━━━ Extract to read

First the superficialities, the visuals, the details. I came, I saw, I heard. What struck me was their charm, their fine outfits, their provocative nonchalance. Aesthetically speaking, they are a pure pleasure; they have style. Never before was youth in Germany so resolutely and, at the same time, so convincingly young. This is an astonishingly beautiful generation of those very Germans still labeled as ugly throughout the world. The girls in their rakish pullovers, the boys with their impressive sideburns, they bring to mind the advertising world's most striking models; no designer for Pepsi-Cola could invent anyone more attractive. A bit of Paris, a bit of Greenwich Village, a bit of Swinging London; lively, hip, with a spontaneous sense for the bizarre and grotesque, they are at first glance the new German representatives of that worldwide youth culture that, inspired by America, has established a foothold in every Western metropolis. An ancient umbrella, rhythmically opened and shut in tune with the professor's figures of speech – I can't altogether resist the grotesque aesthetics of this kind of provocation. It is, for all its spirit of revolt, a strangely joyous generation.

A luxurious generation they've been called; I find the word too ambiguous, too dazzling to capture the phenomenon, but it is certain that their feeling for life, this bizarre mixture of liveliness and aggressiveness, is inconceivable without our affluent society. Although they protest the forms of consumption of a society of abundance, they remain its creatures and creations. Mascots of advanced capitalism, one might say, is their own characteristic slogan. It is certain that our flourishing economy has helped produce them. They are revolutionaries of prosperity.

The second thing that catches the eye is their social background. In conversation, it soon emerges that their most articulate representatives are almost always the children of prosperous bourgeois homes. This we know: these are the sons of merchants, lawyers, physicians, industrialists. Working class youth – as might be expected, given the class structure of our universities – is not represented. Children from farming families, the mechanical trades, the broad strata of the underprivileged are missing. From this perspective, their revolutionary claim of wanting to liberate the workers from the constraints of capitalism takes on a romantic and highfalutin quality.

━━━━━━

## Given request A
Answer these questions about the text on the young German generation:
(i) Which three places does the writer say the young people are "a bit of"?
(ii) What does the writer call them in the last sentence of the second paragraph?
(iii) Which four occupations are named for the parents of their most articulate representatives?
The text and the rows are unrelated to each other.

━━━ Provided information

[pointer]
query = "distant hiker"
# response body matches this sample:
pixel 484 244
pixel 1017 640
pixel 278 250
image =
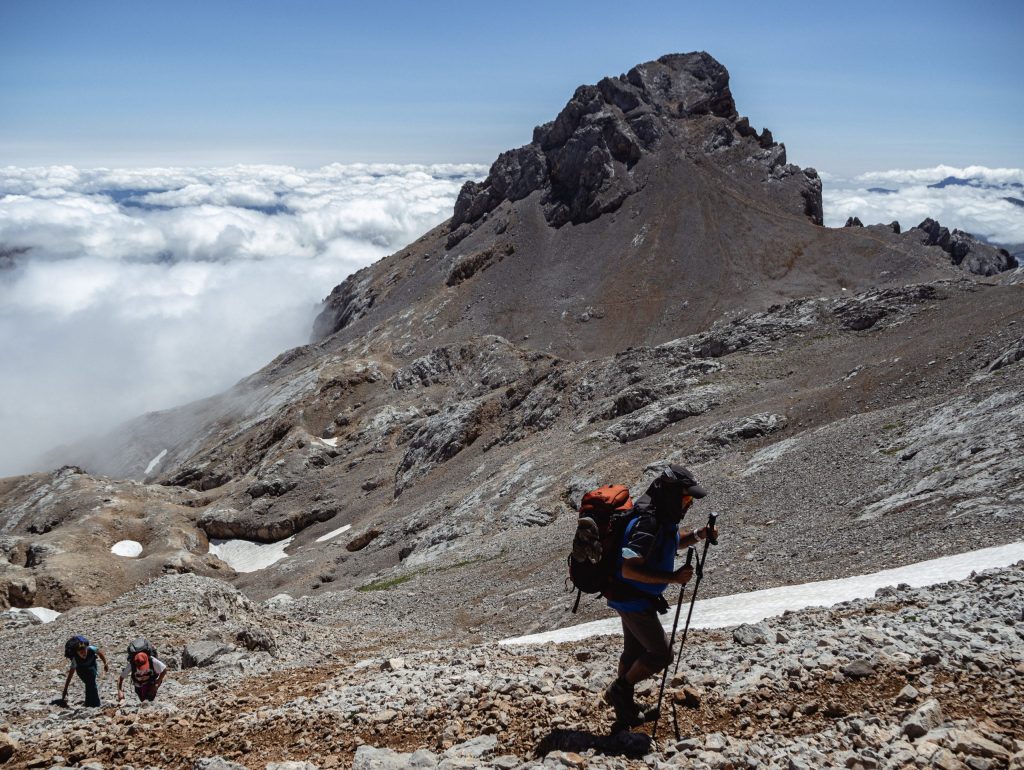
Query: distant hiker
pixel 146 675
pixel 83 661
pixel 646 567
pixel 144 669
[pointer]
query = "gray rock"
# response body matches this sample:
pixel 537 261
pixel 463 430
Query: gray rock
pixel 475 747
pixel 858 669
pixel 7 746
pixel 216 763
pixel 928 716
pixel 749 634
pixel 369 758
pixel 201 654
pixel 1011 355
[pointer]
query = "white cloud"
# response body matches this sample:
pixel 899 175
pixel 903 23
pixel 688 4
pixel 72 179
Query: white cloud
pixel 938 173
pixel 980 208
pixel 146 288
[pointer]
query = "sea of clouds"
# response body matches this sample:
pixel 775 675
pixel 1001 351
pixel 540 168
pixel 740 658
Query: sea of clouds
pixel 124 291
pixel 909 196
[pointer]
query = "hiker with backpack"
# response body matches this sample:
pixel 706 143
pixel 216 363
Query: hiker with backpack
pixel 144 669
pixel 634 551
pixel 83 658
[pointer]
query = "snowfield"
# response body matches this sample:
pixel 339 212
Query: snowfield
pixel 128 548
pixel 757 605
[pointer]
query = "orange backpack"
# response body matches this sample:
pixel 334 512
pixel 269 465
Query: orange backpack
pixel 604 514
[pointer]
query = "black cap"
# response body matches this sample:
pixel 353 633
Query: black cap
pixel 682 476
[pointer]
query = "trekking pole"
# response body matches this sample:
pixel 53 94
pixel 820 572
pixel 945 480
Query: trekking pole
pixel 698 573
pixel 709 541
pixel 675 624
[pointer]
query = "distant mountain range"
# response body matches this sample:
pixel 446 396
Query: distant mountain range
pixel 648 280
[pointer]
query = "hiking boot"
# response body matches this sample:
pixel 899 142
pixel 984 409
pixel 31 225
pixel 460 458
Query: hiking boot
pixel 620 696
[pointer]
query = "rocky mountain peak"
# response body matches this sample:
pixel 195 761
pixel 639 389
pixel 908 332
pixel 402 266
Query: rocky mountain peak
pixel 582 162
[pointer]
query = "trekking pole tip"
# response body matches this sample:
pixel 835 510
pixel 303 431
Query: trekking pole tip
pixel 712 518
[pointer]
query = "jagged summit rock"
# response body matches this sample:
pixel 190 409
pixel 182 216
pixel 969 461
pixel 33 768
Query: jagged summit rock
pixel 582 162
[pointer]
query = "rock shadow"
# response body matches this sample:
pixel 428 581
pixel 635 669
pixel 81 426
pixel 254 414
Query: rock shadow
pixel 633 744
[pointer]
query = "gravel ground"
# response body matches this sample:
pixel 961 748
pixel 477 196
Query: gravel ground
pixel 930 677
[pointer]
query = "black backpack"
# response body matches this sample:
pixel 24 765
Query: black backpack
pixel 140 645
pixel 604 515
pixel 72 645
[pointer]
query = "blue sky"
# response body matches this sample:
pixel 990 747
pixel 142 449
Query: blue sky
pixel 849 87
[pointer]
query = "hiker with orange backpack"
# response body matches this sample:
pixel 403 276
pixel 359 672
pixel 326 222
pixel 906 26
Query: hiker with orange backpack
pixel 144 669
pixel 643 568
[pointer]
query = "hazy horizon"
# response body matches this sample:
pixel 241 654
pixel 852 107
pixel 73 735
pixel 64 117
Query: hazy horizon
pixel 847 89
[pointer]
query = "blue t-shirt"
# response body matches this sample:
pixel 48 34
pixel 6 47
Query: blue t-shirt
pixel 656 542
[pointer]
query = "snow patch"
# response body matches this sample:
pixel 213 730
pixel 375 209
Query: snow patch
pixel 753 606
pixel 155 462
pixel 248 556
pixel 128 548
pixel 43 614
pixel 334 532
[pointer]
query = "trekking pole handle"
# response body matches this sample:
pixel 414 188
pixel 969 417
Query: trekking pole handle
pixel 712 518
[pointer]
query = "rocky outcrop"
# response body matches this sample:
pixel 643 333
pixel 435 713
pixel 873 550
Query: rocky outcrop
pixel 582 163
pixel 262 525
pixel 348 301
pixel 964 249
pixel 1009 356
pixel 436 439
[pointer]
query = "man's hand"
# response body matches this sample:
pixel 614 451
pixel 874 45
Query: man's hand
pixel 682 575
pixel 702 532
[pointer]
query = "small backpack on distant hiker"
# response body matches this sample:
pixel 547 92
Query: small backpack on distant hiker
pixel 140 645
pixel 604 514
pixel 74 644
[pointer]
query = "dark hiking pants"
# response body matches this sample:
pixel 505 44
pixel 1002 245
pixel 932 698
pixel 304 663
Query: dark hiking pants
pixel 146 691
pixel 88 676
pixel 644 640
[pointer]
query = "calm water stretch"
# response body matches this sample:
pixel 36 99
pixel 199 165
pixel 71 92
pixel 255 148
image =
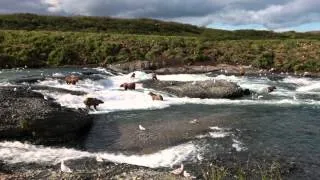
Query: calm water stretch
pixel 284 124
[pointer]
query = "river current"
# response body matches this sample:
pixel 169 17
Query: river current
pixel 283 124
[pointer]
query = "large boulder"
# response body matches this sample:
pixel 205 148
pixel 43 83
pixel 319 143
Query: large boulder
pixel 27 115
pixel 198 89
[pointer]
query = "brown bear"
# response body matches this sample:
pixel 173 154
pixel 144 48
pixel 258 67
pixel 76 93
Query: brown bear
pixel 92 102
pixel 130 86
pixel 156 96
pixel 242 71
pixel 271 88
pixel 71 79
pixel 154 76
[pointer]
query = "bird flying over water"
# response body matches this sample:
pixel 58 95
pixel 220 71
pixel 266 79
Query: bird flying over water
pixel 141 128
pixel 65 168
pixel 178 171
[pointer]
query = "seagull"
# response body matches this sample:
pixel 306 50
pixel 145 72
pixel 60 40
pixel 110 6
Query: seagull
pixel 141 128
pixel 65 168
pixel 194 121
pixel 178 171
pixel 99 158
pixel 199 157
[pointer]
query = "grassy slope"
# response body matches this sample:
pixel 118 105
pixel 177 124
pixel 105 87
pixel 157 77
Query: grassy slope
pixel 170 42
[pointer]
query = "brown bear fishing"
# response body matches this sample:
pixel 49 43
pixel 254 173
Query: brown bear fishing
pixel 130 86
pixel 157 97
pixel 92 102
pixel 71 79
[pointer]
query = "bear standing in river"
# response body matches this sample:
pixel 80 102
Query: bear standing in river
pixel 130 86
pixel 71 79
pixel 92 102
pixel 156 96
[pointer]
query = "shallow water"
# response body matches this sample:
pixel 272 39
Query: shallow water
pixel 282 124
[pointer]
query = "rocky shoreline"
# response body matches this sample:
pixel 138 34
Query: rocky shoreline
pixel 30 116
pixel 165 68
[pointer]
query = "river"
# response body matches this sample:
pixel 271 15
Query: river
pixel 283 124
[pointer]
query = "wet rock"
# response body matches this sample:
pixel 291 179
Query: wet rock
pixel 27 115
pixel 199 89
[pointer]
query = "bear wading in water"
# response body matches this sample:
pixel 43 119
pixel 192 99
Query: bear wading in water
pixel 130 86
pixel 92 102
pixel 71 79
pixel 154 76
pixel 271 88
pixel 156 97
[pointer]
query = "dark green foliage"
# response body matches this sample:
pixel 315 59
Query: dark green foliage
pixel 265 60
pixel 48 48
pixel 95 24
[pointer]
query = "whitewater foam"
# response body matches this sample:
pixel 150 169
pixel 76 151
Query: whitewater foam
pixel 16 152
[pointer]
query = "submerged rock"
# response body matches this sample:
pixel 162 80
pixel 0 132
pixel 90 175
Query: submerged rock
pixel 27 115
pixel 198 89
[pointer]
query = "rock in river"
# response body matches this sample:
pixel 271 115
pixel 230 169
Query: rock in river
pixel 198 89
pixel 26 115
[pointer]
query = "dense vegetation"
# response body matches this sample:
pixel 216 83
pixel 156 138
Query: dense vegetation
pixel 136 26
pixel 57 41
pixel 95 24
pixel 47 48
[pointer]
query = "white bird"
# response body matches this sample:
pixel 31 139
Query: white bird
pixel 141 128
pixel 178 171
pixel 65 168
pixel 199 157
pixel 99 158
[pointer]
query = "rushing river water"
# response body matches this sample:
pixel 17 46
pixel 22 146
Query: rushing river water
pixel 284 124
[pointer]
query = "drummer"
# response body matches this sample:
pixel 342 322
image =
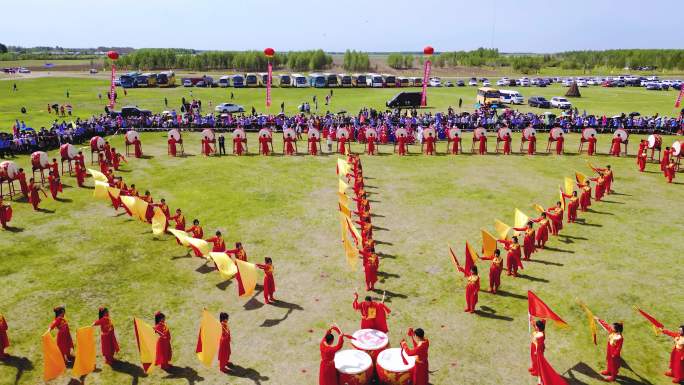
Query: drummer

━━━━━━
━━━ Provided information

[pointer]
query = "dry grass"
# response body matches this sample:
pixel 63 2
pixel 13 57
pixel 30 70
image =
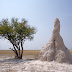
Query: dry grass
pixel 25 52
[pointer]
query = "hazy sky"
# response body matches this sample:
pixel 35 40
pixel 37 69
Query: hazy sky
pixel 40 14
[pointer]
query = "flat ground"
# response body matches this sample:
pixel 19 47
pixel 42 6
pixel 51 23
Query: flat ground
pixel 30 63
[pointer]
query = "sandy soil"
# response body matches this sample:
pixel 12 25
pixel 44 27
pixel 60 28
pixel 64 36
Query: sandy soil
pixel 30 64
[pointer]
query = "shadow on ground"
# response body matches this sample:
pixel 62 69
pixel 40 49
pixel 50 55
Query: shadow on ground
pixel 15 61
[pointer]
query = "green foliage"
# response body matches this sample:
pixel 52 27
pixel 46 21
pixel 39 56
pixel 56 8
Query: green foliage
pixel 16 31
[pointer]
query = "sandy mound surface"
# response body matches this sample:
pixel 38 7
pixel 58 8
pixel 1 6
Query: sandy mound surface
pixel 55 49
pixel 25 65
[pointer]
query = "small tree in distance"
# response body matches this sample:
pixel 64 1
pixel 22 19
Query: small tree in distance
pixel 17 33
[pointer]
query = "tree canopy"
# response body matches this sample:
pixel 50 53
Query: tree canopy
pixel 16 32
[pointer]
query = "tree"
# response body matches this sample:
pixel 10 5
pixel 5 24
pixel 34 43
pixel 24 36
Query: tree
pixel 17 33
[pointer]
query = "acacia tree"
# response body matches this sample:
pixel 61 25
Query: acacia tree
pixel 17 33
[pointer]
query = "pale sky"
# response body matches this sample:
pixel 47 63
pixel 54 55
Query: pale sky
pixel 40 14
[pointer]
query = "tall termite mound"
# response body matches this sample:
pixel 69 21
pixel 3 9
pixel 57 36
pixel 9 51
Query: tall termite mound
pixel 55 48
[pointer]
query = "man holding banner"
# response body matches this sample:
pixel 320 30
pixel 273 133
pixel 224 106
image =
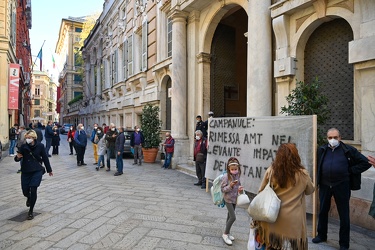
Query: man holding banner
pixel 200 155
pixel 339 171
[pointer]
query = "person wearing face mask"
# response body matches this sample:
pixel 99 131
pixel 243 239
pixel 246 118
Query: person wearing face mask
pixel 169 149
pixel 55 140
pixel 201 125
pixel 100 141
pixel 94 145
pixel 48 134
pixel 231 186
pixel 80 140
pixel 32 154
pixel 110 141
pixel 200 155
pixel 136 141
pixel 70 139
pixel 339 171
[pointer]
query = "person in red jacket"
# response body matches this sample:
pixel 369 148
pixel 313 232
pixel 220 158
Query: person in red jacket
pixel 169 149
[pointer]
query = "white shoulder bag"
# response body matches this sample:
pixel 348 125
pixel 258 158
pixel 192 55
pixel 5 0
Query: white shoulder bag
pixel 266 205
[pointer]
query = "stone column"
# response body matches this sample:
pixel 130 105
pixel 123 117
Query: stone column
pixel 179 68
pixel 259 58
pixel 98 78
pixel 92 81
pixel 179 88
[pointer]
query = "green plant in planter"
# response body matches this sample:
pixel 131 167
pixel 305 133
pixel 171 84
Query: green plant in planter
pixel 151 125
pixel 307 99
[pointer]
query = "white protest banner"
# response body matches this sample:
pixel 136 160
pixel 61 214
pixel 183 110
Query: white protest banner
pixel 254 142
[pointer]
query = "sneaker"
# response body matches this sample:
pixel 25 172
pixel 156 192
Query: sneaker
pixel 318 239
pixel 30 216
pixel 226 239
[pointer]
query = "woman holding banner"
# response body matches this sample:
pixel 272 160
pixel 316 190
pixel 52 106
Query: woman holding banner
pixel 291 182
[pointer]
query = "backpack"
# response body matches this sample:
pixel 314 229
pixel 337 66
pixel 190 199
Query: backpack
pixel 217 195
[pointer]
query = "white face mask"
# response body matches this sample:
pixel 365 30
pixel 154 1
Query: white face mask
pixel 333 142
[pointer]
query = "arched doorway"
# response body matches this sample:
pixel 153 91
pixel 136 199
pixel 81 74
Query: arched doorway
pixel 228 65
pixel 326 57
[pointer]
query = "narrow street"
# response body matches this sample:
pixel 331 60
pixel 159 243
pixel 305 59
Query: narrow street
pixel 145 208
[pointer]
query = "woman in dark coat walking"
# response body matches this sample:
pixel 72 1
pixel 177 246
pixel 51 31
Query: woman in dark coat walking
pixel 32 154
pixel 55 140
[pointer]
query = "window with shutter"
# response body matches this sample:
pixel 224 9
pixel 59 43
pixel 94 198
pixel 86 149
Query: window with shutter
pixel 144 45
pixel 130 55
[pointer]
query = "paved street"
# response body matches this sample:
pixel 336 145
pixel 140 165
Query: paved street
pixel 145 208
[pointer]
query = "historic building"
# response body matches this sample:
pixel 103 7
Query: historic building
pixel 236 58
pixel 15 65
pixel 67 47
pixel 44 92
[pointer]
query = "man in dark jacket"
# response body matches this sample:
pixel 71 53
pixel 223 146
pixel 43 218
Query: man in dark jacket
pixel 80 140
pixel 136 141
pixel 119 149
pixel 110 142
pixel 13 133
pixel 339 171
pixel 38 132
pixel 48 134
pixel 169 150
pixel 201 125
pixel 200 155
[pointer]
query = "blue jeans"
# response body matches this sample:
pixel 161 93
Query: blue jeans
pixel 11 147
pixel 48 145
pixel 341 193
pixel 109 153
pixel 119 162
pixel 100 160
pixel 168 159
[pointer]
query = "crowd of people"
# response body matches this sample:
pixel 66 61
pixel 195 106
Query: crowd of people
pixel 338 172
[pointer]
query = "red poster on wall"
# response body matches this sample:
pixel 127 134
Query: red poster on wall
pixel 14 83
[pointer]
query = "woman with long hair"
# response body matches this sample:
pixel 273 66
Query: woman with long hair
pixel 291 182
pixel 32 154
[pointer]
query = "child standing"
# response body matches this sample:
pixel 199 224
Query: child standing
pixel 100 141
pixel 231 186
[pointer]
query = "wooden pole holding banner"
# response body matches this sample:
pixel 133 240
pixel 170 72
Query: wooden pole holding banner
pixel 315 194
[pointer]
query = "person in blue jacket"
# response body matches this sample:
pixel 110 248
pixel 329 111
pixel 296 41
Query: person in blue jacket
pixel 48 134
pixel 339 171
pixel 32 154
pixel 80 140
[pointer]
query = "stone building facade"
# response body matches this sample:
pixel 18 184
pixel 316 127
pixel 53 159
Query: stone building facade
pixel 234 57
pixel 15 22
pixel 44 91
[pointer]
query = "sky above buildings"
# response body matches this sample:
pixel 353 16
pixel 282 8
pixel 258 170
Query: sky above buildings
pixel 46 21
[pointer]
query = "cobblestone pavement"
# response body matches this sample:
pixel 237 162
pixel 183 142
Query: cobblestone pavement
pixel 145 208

━━━━━━

## Given request B
How many lines in the rows contain the string "orange"? Give only the number.

## Written answer A
(i) Paris, Greenwich Village, and Swinging London
(ii) Revolutionaries of prosperity
(iii) Merchants, lawyers, physicians, and industrialists

## Written answer B
4